How to complete this task
Copy out the line that contains "For each instance of the tile" and the lines after it through the final one in the entries below, exactly, with no other lines.

Entries shown
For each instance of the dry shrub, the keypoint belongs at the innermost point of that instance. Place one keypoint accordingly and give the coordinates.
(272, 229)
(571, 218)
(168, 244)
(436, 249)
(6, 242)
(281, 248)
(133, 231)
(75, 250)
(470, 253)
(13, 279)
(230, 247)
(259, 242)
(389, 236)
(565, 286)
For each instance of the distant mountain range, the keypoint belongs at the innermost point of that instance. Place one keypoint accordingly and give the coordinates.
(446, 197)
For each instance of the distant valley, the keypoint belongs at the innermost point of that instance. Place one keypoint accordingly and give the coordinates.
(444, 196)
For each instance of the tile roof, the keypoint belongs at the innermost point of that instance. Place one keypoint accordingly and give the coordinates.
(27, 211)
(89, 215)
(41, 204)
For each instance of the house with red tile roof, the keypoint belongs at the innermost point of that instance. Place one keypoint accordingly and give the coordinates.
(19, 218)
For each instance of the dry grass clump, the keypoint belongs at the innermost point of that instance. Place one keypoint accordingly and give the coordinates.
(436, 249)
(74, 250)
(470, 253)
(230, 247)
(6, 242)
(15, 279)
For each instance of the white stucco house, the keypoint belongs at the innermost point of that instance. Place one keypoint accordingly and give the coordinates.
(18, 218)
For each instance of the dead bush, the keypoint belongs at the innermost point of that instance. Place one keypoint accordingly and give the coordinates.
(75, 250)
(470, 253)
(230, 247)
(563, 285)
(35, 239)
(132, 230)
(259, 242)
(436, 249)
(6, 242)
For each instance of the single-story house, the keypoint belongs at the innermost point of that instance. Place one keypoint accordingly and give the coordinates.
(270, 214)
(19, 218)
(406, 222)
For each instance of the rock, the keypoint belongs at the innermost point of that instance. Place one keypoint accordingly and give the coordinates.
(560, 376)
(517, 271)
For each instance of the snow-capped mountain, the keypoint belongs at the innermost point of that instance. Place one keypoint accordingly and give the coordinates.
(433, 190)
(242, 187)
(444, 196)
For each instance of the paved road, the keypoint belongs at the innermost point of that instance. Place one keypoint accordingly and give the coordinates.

Solution for this task
For each instance of the tile roof, the keypoint belongs at the innermost point of that instance. Place one keypoint accordingly and give the coordinates.
(27, 211)
(89, 215)
(41, 204)
For each instance of the house with red tile roof, the keypoint belongs at the innermost point of that instance. Place one keypoint accordingly and give the coordinates.
(19, 218)
For each instance of the dry grass clump, the keypoint belongs at the innermost point of that instance. Place one keypoint accordingly and give the coordinates.
(436, 249)
(74, 250)
(470, 253)
(230, 247)
(6, 242)
(15, 279)
For each instance of the white stucco house, the keypoint belongs at the innermost point of that instance. Place one keypoint accordingly and give the coordinates.
(18, 218)
For each instance of the dead bush, the keypoint belongs at the innermost point of that instance. Place one keypoint accordingly and give the coordinates.
(75, 250)
(470, 253)
(230, 247)
(563, 285)
(35, 239)
(132, 230)
(259, 242)
(436, 249)
(6, 242)
For each instance of the single-story house, the keypoint belongs at the innermost point of that instance. Place one keypoint accordingly and give the coordinates.
(270, 214)
(19, 218)
(406, 222)
For each instance of the rock, the keypoint belongs at the innermost point of that instance. Place one keypoint accordingly and give the coordinates.
(560, 376)
(517, 271)
For each instance of the snow-capped mountain, the keypoint belongs at the innermost point of that instance. Place one keypoint accordingly and give the coordinates.
(433, 190)
(242, 187)
(444, 196)
For each instance of the paved road, the keypoint belongs at the innermost point of that instance. Place one keypoint accordingly and give the coordinates.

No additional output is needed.